**DOCUMENT TEXT**
===

The rise of digital disruption

Business disruption is being redefined by the digital landscape and only companies that adjust to this change will be able to wield it effectively.

Disruption is the interruption of normal work or practice according to Wikipedia.  In business disruption is the result of deliberate strategies and practices as companies seek to exploit differences and create competitive asymmetry where competitor strengths become comparative weaknesses.

Clayton Christensen detailed the principles, strategies and drivers of disruption in a series of insightful books that define the standard for business research.  Christensen’s initial publication in 1997 concentrates on how differences in price and performance can cause incumbents to take the right actions for the right reasons but produce the wrong result – disruption.

Technology is a significant source of disruption.  New technologies such as mobility, analytics, big data, social and cloud are creating dimensions of disruption that go beyond traditional tradeoffs between price and performance.  The Internet defined new terms of price and performance in terms of eCommerce models that concentrated on ‘being digital’ by transforming atoms into bits.

Digitalisation reflects the business side of digital technologies.  Digitalisation focuses on the application of digital resources to create value and revenue.  This is a different focus from eCommerce’s concentration on the technical transformation of analog assets into information-based resources.   One based on changing business terms rather than transactional technologies.  I believe there are three dimensions that provide a way framework for emerging digitalised business strategies and disruptions.  These are shown in the figure below.

Viewing digitalisation from this perspective creates new dimensions of disruption – digital disruption that drive company and product strategy.

===

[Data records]
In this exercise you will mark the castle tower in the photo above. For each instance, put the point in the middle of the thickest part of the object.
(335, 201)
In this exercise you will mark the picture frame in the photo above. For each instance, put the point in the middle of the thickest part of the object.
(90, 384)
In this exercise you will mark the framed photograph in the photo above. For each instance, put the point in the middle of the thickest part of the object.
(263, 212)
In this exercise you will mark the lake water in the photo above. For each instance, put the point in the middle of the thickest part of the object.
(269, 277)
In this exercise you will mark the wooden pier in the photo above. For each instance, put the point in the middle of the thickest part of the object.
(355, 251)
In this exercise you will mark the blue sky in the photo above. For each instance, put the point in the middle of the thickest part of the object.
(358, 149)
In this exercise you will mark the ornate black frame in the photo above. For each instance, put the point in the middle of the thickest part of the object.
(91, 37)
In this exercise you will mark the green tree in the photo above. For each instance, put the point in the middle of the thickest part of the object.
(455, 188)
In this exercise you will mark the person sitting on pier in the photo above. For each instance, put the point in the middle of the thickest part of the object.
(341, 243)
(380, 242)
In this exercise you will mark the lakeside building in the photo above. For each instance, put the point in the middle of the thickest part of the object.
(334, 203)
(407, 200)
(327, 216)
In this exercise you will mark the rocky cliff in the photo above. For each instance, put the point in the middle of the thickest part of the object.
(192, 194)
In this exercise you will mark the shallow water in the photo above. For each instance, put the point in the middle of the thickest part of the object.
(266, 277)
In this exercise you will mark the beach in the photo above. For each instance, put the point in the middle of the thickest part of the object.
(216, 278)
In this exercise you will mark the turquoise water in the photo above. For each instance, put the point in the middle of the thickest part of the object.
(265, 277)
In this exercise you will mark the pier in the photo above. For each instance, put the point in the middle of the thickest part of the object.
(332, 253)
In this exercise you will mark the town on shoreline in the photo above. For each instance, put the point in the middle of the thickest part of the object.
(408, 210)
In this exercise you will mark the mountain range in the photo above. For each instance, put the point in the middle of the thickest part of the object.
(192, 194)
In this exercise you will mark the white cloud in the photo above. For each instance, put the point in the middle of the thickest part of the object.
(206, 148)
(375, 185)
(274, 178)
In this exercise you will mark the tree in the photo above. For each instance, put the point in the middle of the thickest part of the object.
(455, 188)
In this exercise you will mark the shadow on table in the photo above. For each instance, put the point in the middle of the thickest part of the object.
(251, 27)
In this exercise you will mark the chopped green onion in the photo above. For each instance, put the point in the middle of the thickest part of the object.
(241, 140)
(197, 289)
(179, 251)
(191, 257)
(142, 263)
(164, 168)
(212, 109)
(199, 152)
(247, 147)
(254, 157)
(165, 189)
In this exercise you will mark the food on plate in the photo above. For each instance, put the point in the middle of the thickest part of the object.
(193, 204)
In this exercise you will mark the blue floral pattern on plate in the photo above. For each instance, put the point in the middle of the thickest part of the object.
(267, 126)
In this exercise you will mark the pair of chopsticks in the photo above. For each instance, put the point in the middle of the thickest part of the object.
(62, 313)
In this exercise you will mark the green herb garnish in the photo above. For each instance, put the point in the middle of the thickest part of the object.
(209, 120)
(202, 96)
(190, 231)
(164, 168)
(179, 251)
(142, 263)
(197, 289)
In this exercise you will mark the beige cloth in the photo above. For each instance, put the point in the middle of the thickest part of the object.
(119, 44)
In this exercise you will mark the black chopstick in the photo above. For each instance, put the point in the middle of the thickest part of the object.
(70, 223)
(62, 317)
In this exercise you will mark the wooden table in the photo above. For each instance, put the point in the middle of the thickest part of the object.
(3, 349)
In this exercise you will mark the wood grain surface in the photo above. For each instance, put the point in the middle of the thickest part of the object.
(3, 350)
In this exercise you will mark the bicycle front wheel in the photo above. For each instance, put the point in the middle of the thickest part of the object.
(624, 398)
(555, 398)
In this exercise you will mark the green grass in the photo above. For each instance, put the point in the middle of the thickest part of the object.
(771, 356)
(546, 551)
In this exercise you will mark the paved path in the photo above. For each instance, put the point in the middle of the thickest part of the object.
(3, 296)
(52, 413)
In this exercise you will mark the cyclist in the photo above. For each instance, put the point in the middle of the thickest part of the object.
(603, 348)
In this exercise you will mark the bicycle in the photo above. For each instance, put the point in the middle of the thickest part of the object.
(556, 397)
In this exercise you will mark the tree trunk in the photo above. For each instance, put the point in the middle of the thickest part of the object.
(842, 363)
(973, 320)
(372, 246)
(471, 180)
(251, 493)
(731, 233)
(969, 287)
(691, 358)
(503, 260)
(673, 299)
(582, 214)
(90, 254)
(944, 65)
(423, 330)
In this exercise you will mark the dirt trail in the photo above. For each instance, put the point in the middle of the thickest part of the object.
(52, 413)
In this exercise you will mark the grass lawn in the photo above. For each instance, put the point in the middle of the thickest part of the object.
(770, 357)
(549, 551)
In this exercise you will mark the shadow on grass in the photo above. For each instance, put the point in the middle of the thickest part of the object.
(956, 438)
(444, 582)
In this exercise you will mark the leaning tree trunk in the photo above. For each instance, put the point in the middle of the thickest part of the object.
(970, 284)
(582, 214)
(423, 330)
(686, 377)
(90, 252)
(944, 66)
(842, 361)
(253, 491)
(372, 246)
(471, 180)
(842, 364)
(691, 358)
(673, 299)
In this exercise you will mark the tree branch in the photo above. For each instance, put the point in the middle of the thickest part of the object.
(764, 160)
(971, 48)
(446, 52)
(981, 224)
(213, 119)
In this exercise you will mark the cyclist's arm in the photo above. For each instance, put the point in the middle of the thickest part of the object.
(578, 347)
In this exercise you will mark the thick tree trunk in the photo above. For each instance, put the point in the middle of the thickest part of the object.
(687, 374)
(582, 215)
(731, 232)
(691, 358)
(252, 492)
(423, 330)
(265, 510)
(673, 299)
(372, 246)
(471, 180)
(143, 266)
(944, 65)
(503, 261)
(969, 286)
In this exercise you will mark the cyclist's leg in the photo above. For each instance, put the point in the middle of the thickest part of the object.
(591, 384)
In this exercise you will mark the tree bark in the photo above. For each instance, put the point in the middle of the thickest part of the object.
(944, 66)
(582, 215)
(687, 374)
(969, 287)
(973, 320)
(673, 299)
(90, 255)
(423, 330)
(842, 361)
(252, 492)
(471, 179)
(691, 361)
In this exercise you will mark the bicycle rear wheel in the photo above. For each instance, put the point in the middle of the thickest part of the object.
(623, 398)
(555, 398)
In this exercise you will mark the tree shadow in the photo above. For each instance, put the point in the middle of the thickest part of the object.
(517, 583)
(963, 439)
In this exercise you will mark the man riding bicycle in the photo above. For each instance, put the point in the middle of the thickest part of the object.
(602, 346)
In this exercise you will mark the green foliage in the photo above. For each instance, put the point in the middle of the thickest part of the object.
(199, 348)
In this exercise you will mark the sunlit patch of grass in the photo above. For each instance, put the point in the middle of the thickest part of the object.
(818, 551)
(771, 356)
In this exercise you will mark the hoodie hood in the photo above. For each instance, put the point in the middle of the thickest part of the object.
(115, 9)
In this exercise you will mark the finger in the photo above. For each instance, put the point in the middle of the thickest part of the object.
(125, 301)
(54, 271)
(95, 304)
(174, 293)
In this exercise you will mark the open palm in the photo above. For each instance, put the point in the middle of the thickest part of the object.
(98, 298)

===

**TASK REQUIREMENTS**
A – In the text on digital disruption, what does digitalisation focus on?
B – Print the passage of the text on digital disruption that opens with the words containing "Digitalisation reflects the" and closes with "and product strategy.".
C – Proceed with the text on digital disruption from the point where it stops.

**ANSWERS IN ORDER**
A – Digitalisation focuses on the application of digital resources to create value and revenue.

B –
Digitalisation reflects the business side of digital technologies.  Digitalisation focuses on the application of digital resources to create value and revenue.  This is a different focus from eCommerce’s concentration on the technical transformation of analog assets into information-based resources.   One based on changing business terms rather than transactional technologies.  I believe there are three dimensions that provide a way framework for emerging digitalised business strategies and disruptions.  These are shown in the figure below.

Viewing digitalisation from this perspective creates new dimensions of disruption – digital disruption that drive company and product strategy.

C –
  • Access disruptions change how customers, suppliers, intermediaries and others interact and the way in which they create value.  Amazon can be seen as pursuing successive strategies of access disruption, starting with internet based disintermediation but quickly advancing to deeper disruptions through digital distribution (Kindle) including an access based approach to cloud services.
  • Disrupting enterprise economics involves understanding how digitalisation changes how value is assigned, attributed and earned in ways that go beyond normal thoughts about revenue, cost and margins.  This appears to be one of the games being played between freemium/service based offers and traditional product purchase offers (i.e.: Google and Microsoft)
  • Performance disruptions created by the way in which digitalised technologies deliver a greater level of value with more effectiveness.  While Apple is the obvious example here, viewed from a performance perspective brings another view on their strategies and moves from the recent upgrades to the iPad 3 to investments in PCs and its apps/content ecosystem.

These dimensions provide a way to analyze and assess your strategy, the strategy of competitors and how to think about future moves.

Close readers of business books will recognise that access, economics and performance bear some similarities to Treacy and Wiersema’s Discipline of Market Leaders value disciplines of customer intimacy, operational efficiency and product leadership. There is some relationship, but I believe that digitalisation has changed the nature of competition from the single discipline focus to one based on combinations of access, economics and performance that puts together new disruption strategies.

Digitalisation and digital technology has transformed the terms of competitive disruption creating new dimensions of access, economics and performance that will define strategic moves, the distribution of value, and future terms of competition.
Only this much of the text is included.